Make an exact copy of the lines below.

====================

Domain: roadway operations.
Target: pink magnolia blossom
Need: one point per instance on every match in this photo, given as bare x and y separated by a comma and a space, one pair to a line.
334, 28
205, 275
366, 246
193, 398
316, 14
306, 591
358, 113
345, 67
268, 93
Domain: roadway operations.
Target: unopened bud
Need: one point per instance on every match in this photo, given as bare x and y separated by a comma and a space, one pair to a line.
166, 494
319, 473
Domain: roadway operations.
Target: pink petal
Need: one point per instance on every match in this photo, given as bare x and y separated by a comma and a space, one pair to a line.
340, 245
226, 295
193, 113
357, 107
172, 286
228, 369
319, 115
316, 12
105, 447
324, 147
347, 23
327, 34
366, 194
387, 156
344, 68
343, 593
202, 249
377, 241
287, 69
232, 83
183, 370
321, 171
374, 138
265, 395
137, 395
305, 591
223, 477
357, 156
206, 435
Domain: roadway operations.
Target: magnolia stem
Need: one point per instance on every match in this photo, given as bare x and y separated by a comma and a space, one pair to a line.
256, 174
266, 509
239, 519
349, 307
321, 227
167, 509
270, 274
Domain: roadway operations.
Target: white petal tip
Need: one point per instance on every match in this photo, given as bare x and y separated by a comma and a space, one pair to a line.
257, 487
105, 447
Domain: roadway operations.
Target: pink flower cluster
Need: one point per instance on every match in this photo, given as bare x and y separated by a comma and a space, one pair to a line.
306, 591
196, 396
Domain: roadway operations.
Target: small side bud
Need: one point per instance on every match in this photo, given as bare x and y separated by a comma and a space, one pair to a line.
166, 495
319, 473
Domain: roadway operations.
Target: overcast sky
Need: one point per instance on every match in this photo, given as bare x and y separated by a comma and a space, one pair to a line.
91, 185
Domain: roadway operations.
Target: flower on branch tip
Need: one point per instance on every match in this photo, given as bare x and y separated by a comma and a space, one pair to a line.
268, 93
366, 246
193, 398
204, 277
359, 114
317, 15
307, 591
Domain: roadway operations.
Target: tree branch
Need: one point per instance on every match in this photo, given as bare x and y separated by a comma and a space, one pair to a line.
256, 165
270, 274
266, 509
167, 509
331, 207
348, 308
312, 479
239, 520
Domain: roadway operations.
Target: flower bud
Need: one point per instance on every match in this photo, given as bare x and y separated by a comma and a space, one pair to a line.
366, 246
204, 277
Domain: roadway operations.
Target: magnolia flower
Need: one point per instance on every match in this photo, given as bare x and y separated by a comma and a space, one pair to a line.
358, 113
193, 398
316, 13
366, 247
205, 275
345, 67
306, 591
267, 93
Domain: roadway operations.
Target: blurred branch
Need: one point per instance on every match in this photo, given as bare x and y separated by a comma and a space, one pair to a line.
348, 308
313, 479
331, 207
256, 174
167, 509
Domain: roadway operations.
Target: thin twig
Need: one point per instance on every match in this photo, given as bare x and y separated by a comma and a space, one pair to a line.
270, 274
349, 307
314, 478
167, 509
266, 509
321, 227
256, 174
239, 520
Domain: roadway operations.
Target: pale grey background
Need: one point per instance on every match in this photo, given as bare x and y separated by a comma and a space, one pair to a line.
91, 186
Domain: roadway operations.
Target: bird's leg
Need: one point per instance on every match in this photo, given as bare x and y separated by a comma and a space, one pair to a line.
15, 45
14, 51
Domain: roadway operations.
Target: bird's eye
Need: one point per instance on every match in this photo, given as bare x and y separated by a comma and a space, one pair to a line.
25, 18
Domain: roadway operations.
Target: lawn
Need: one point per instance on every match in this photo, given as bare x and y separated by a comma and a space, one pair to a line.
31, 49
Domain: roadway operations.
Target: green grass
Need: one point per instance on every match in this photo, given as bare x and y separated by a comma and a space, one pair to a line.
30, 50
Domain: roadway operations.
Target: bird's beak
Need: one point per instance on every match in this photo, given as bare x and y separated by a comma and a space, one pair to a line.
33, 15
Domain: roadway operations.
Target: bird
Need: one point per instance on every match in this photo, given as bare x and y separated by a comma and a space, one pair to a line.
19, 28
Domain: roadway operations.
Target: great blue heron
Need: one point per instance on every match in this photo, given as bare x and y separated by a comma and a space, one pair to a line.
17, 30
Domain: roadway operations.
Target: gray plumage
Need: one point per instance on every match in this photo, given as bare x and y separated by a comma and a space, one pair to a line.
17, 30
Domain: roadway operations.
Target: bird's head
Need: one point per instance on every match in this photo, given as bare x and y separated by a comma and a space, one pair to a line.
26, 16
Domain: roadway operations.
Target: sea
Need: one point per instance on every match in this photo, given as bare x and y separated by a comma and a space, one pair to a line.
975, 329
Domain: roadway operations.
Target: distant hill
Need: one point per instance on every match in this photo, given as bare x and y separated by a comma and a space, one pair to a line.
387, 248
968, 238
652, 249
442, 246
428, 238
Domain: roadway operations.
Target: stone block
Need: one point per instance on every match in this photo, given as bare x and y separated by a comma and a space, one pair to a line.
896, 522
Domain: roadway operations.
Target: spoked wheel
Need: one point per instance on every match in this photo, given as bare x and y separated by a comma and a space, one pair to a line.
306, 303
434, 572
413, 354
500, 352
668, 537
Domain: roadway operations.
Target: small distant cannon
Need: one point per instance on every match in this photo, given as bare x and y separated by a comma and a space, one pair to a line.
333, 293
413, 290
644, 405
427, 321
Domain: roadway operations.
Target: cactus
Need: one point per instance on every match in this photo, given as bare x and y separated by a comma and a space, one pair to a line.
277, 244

====================

• _FINISHED ANSWER_:
Domain: roadway operations.
Target: pink magnolia blossom
Need: one point per instance on every match in this photo, given as bare x and y separated by a comma and a space, one pair to a line.
334, 28
205, 275
366, 246
193, 398
316, 14
306, 591
358, 113
345, 67
268, 93
Domain: roadway operations.
Target: unopened bud
Need: one point per instance on every match in this photo, given as bare x and y separated by a comma and a space, one pair to a line.
166, 494
319, 473
Domain: roadway operations.
Target: pink petal
Need: one point per instance on every match in this photo, given as bare x and y separated by a comma and a space, one pair to a line.
340, 245
226, 295
193, 113
357, 107
172, 286
228, 369
319, 115
316, 12
105, 447
324, 147
347, 23
327, 34
366, 194
387, 156
344, 68
343, 593
202, 249
377, 241
287, 69
232, 83
183, 370
321, 171
374, 138
265, 395
137, 395
305, 591
223, 477
357, 156
206, 435
Domain: roadway operations.
Target: magnolia stem
Need: one point per instance on every match in this photo, given as bare x and y separated by a comma and a space, one pair to a line.
256, 174
266, 509
239, 519
349, 307
321, 227
167, 509
270, 274
Domain: roadway operations.
Target: white petal tip
Need: one point per instance on every match in this photo, given as bare x and y separated by a comma and a space, one pair to a line.
257, 487
105, 447
Domain: roadway operations.
Target: pink flower cluster
Need: one point per instance on every match in this photo, given as bare x and y separated by a comma and a space, one pair to a line.
306, 591
196, 396
Domain: roadway operations.
Target: small side bud
Need: one point per instance on every match in this photo, given as bare x and y separated by a comma and a space, one pair to a line.
166, 495
319, 473
Domain: roadway operations.
Target: overcast sky
Need: one point per instance on every match in this photo, given as bare x and y separated by a comma and a space, one pair to a line.
91, 185
Domain: roadway operations.
Target: flower on branch tip
Need: one point per instance on every match in this photo, given as bare x and y separated by a comma and a space, one pair to a line.
268, 93
366, 246
193, 398
204, 277
359, 114
317, 15
307, 591
Domain: roadway operations.
Target: tree branch
Need: one point per instance on every match in this photo, given as bare x and y separated by a comma and a space, one pair to a line.
256, 165
270, 274
266, 509
167, 509
331, 207
348, 308
312, 479
239, 520
Domain: roadway operations.
Target: flower bud
Need: one point per instance on every match in this photo, given as bare x and y separated by a comma and a space, one pair to a line.
366, 246
204, 277
Domain: roadway operations.
Target: magnolia flower
Need: one point per instance on every match in this photo, given as bare x and y separated by a comma and a space, one pair to a line.
358, 113
193, 398
316, 13
366, 247
205, 275
345, 67
306, 591
267, 93
Domain: roadway operations.
Target: blurred branch
Need: one point per instance on every match in this photo, given as bare x and y separated by a comma and a space, one pair to a line.
348, 308
313, 479
331, 207
256, 174
167, 509
Domain: roadway operations.
Target: thin twig
Need: one point per instance on every match in this photo, given as bare x and y separated by a comma and a space, one pair to a line.
270, 274
349, 307
314, 478
167, 509
266, 509
321, 227
256, 174
239, 520
Domain: roadway operations.
Target: pale grey background
Need: one point per instance on every match in this photo, given as bare x and y separated by a comma and a space, one pair to a line.
91, 186
Domain: roadway operations.
Target: bird's leg
Need: one point per instance on every match in this photo, given as bare x and y separated by a comma and a space, one pair to a line.
15, 45
14, 51
Domain: roadway operations.
Target: bird's eye
Need: one point per instance on every match in this photo, given as bare x and y separated by a comma and a space, one pair to a line.
25, 18
Domain: roadway operations.
Target: lawn
Need: one point per instance on every match in this photo, given as bare x and y separated by a comma and a space, one pair to a line.
31, 49
Domain: roadway operations.
Target: green grass
Need: one point per instance on every match in this photo, given as bare x and y separated by a comma and a space, one pair to a line.
30, 50
Domain: roadway operations.
Target: bird's beak
Need: one point per instance on every match in this photo, given as bare x and y separated by a comma and a space, one pair to a line.
33, 15
Domain: roadway operations.
Target: bird
Need: one point per instance on every match in this photo, given as bare x and y separated by a comma and a space, one pair to a line.
19, 28
Domain: roadway operations.
Target: great blue heron
Need: one point per instance on every match in this photo, given as bare x and y separated by a comma and a space, one pair to a line.
17, 30
Domain: roadway operations.
Target: gray plumage
Need: one point per instance on every match in this photo, given as bare x and y separated by a comma and a space, one pair to a line.
17, 30
Domain: roadway operations.
Target: bird's head
Need: one point per instance on every match in this photo, given as bare x and y separated by a comma and a space, one pair to a line.
26, 16
Domain: roadway operations.
Target: sea
Need: one point per instance on every match in this photo, given as bare x and y separated by a comma and a space, one pair to a line.
975, 329
Domain: roadway operations.
Target: distant hill
Need: one point per instance on every match in this photo, given as bare x and y separated by a comma and a space, one pair to a line.
387, 248
968, 238
652, 249
442, 246
428, 238
Domain: roadway operations.
Target: stone block
Need: one point per instance on every match in this photo, given as bare x and y separated by a comma and a space, one pair to a line.
896, 522
Domain: roadway operations.
Target: spoked wheel
Need: one point per instance on every match in this photo, given as bare x and y separated by a comma and a space, one pair to a line.
306, 303
434, 572
413, 354
500, 352
668, 537
Domain: roadway operations.
Target: small distant cannon
Need: one point per instance on every match in this photo, given as bare x and y separated by a comma and a space, one pair to a line.
333, 293
413, 290
644, 405
427, 321
Domain: roadway operations.
Target: cactus
Need: one point per instance on every match in this photo, given as bare x and y separated by a comma and a space, one pair to a line.
277, 244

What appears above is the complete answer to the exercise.